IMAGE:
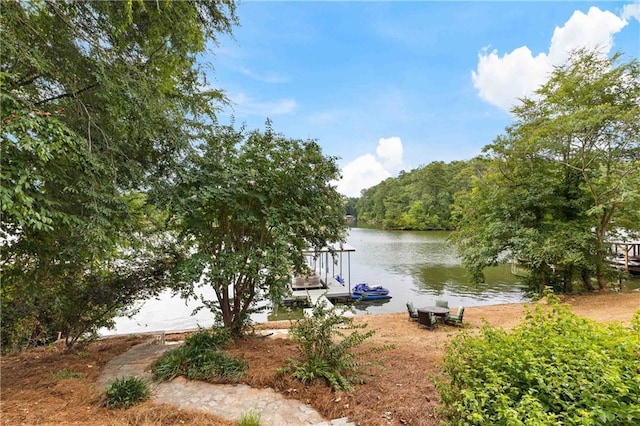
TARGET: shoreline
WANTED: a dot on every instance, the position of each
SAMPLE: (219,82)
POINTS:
(580,304)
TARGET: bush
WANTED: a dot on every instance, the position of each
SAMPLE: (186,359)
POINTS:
(325,340)
(200,358)
(66,373)
(554,368)
(127,392)
(252,418)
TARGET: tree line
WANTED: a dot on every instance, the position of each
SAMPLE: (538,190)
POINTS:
(117,182)
(421,199)
(549,192)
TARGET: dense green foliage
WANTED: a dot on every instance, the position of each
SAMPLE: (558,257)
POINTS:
(553,369)
(563,176)
(249,203)
(126,392)
(330,347)
(98,99)
(420,199)
(200,358)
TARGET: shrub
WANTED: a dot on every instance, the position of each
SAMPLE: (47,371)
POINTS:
(66,373)
(126,392)
(554,368)
(252,418)
(326,340)
(200,358)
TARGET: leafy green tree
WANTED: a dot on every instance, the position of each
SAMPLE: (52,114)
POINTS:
(420,199)
(97,100)
(560,177)
(249,203)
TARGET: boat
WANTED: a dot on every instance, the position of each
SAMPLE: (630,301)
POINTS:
(364,291)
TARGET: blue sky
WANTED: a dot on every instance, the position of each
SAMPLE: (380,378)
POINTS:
(390,86)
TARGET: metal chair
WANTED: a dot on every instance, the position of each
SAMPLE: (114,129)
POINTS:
(427,319)
(455,319)
(442,303)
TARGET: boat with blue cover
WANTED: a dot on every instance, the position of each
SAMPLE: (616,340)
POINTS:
(364,291)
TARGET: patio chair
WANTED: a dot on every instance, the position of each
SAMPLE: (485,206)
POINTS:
(413,314)
(455,319)
(427,319)
(442,303)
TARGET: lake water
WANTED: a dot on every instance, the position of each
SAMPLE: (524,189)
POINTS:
(415,266)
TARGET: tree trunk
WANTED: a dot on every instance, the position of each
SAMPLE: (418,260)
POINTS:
(586,280)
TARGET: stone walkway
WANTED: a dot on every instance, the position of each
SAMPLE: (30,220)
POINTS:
(229,402)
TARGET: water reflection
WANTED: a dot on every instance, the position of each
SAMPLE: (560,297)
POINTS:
(415,266)
(420,267)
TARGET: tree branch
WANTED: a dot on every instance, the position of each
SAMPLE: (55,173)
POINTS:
(65,95)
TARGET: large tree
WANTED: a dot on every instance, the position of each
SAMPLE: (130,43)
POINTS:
(98,99)
(249,203)
(561,177)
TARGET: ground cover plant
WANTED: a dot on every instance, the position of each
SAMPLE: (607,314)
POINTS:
(330,345)
(200,358)
(401,394)
(553,368)
(126,392)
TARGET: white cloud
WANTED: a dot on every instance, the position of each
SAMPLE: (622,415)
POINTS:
(367,170)
(390,152)
(245,105)
(502,80)
(630,11)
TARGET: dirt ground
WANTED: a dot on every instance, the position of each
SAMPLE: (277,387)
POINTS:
(42,386)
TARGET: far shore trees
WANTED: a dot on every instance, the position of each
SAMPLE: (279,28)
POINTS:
(98,99)
(247,204)
(561,177)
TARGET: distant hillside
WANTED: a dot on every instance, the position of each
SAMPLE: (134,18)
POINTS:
(421,199)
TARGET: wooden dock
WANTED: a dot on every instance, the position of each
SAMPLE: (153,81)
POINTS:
(332,292)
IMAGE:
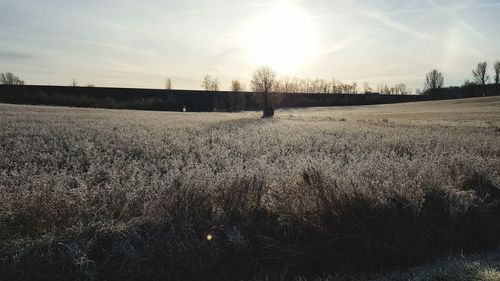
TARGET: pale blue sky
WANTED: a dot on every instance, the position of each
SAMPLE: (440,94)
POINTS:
(130,43)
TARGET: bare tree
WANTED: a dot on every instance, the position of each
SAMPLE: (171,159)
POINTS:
(479,74)
(263,82)
(10,79)
(434,81)
(236,86)
(168,84)
(496,67)
(210,84)
(401,89)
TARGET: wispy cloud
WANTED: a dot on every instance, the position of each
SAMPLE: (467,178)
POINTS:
(457,19)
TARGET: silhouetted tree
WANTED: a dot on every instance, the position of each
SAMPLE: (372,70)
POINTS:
(10,79)
(496,67)
(236,100)
(479,74)
(263,80)
(210,84)
(236,86)
(168,84)
(434,81)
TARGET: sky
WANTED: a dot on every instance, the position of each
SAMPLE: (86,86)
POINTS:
(126,43)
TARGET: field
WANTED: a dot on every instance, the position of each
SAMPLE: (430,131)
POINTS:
(338,193)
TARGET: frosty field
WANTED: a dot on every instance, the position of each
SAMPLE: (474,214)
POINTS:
(89,194)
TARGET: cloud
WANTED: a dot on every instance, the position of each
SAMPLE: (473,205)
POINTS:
(8,55)
(457,19)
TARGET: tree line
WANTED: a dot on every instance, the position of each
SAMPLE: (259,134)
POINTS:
(434,82)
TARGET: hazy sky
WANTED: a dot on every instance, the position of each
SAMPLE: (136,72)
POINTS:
(130,43)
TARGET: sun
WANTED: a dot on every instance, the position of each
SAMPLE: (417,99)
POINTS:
(284,38)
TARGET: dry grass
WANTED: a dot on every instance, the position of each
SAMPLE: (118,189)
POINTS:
(111,195)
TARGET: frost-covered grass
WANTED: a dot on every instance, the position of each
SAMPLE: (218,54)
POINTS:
(113,195)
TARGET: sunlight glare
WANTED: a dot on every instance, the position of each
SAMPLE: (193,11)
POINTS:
(284,38)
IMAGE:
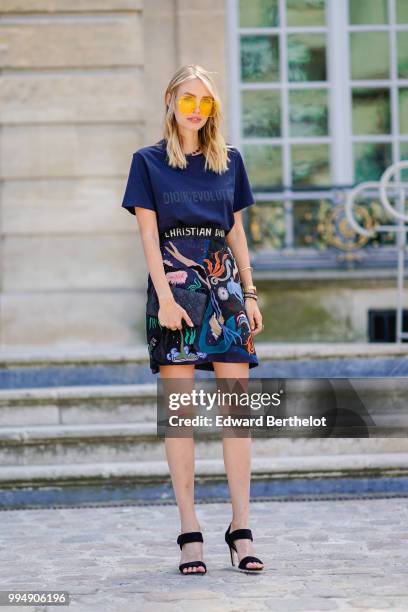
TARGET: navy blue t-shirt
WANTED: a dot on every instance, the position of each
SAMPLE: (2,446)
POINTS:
(190,196)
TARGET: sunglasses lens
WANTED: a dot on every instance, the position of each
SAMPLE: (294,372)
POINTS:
(187,105)
(208,107)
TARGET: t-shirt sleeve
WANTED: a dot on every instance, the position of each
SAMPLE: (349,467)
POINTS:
(139,191)
(243,196)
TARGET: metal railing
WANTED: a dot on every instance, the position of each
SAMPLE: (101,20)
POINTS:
(398,189)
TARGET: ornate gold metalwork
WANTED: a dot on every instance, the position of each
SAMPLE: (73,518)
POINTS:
(337,230)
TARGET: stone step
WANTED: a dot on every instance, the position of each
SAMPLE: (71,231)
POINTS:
(78,405)
(386,400)
(42,367)
(138,442)
(207,470)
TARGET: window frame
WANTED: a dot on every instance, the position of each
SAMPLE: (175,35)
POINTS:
(340,138)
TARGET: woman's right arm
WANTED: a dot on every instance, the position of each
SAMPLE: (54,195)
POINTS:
(170,313)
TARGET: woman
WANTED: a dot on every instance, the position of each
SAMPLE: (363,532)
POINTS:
(186,192)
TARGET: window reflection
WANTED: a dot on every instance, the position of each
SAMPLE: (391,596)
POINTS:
(259,58)
(371,111)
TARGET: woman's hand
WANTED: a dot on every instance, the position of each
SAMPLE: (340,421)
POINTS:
(171,314)
(254,316)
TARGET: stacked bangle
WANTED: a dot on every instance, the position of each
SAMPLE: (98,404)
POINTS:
(249,291)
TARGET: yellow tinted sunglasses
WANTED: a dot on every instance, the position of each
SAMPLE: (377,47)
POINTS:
(188,103)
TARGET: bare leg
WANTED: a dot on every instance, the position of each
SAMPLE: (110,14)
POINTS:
(237,461)
(180,458)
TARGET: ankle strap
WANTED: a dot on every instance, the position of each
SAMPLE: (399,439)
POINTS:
(190,536)
(240,534)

**What to work on:** Emit verbatim the lines running from the one with "TARGET: woman's right arm" through the last line of the data, both endpoints inclusive.

**Correct response:**
TARGET: woman's right arm
WANTED: a dot on every instance, the position of each
SAMPLE: (54,195)
POINTS:
(170,313)
TARGET: woman
WANTED: a dot on every instance, the position of each
SAMPLE: (363,532)
POINTS:
(186,192)
TARGET: window reflection
WANTED: a dot on every instance, the position of each
SAMPLE: (391,596)
POINTS:
(259,58)
(371,111)
TARGET: woman's hand
WANTED: a dot on every instance, the position of each
SAMPLE: (340,421)
POINTS:
(171,314)
(254,316)
TARGET: stacked bangle
WANTED: a dot on every instance, the position of each
SAMPLE: (98,404)
POINTS:
(249,291)
TARGET: yellow tinted sunglasses
WANTED: a dot on every instance, the position of each
SAMPLE: (377,47)
POINTS:
(188,103)
TARGET: bare leg
WANTED: a dot on every instance, the position of each
SAMPLE: (110,14)
POINTS:
(237,461)
(180,458)
TARGET: ankle strap
WANTED: a dot on every instance, the position of each
SAMPLE: (399,439)
POINTS:
(190,536)
(240,534)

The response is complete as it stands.